Task to complete: Could you reproduce this lathe pulley forum thread word for word, from start to finish?

Provided passage:
┌────────
If you bought a Rockwell 46-11 new would not have to worry about distance between motor & headstock because predetermined at the factory. Once assembled below the headstock on hinged bracket with step pulleys provided lathe speeds pre-determined. See page 7 of manual below.

Size of step pulleys on motor & headstock spindle and belt will determine actual no-load RPM speed. Scroll down to photo 4 will see 46-111, 4-step headstock pulley, also pulley max diameter: 4 7/16", sheaves diameters 3 9/16", 2 15/16", 2 1/8" , 1 1/2" provided.

http://vintagemachinery.org/photoindex/detail.aspx?ID=6838

If you move the motor to a different location, as seen in many restorations (below or side) you can alter minimum-maximum speed by changing headstock & motor pulleys. Headstock pulley diameter has to stay 4 7/16" unless modify headstock but can change sheave diameters. You can add a bigger motor pulley than OEM, that came with lathe as long as sheave diameters match headstock. If modify headstock cand use bigger step pulley. This will change min-max speed of the lathe.

Changing step pulleys and relocating motor require some math to obtain desired speed change and new belt length. 
Rockwell Manual 46-111, for OEM min-max speed page 7 
http://vintagemachinery.org/pubs/2793/6574.pdf


----------



## MrUnix (May 18, 2012)

*If you bought a Rockwell 46-11 new would not have to worry about distance between motor & headstock because predetermined at the factory.*

Incorrect.. the stand and motor for that lathe were optional. Many people just bought the lathe and mounted them on their own stands/benches and stuck the motor wherever was convenient. Speed was not changed by doing so. I have the 46-110 (predecessor to the 46-111 in your example, but basically the same machine) and it too did not come stock with a stand or motor and they had to be purchased seperately if desired.
└────────
Information provided:
┌────────
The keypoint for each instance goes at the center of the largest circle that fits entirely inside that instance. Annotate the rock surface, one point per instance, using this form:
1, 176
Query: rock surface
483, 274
└────────
In response:
If you bought a Rockwell 46-11 new would not have to worry about distance between motor & headstock because predetermined at the factory. Once assembled below the headstock on hinged bracket with step pulleys provided lathe speeds pre-determined. See page 7 of manual below.

Size of step pulleys on motor & headstock spindle and belt will determine actual no-load RPM speed. Scroll down to photo 4 will see 46-111, 4-step headstock pulley, also pulley max diameter: 4 7/16", sheaves diameters 3 9/16", 2 15/16", 2 1/8" , 1 1/2" provided.

http://vintagemachinery.org/photoindex/detail.aspx?ID=6838

If you move the motor to a different location, as seen in many restorations (below or side) you can alter minimum-maximum speed by changing headstock & motor pulleys. Headstock pulley diameter has to stay 4 7/16" unless modify headstock but can change sheave diameters. You can add a bigger motor pulley than OEM, that came with lathe as long as sheave diameters match headstock. If modify headstock cand use bigger step pulley. This will change min-max speed of the lathe.

Changing step pulleys and relocating motor require some math to obtain desired speed change and new belt length. 
Rockwell Manual 46-111, for OEM min-max speed page 7 
http://vintagemachinery.org/pubs/2793/6574.pdf


----------



## MrUnix (May 18, 2012)

*If you bought a Rockwell 46-11 new would not have to worry about distance between motor & headstock because predetermined at the factory.*

Incorrect.. the stand and motor for that lathe were optional. Many people just bought the lathe and mounted them on their own stands/benches and stuck the motor wherever was convenient. Speed was not changed by doing so. I have the 46-110 (predecessor to the 46-111 in your example, but basically the same machine) and it too did not come stock with a stand or motor and they had to be purchased seperately if desired.